— Problem description —
Copy out the records below word for word, starting at the line that contains "Please spot the bathroom" and continuing through the last line of the records, both ends included.

— Records for the task —
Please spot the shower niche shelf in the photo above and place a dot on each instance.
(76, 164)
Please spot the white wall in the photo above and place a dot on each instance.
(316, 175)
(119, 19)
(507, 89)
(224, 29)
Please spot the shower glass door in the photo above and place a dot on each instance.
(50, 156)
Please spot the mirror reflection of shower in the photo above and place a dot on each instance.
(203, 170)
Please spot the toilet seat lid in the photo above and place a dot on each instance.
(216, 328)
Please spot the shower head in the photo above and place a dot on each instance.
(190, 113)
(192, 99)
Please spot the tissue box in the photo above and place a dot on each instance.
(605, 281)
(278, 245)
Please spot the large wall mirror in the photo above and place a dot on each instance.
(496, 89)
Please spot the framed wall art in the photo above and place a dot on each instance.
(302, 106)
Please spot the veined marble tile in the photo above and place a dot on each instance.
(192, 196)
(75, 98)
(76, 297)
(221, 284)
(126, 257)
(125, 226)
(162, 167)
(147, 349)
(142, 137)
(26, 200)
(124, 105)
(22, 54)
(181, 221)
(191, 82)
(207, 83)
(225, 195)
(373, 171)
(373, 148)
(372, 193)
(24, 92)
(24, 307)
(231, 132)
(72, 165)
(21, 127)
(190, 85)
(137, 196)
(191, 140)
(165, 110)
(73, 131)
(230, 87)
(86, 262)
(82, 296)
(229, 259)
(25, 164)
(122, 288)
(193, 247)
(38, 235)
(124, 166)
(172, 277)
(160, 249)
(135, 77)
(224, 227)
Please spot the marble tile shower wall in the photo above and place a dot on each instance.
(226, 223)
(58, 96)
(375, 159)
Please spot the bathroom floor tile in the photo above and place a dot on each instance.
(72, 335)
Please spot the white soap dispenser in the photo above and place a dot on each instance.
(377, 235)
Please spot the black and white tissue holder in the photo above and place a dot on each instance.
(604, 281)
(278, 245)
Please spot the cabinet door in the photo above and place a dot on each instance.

— Answer to the task —
Please spot the bathroom floor tile in the photo above and place a dot on each instance.
(72, 335)
Please spot the white soap dispenser in the photo above and place a dot on each instance.
(377, 235)
Please spot the black and white tissue holder in the photo above and place a dot on each instance.
(604, 281)
(278, 245)
Please spot the cabinet door in the photo above and place a dot on each instance.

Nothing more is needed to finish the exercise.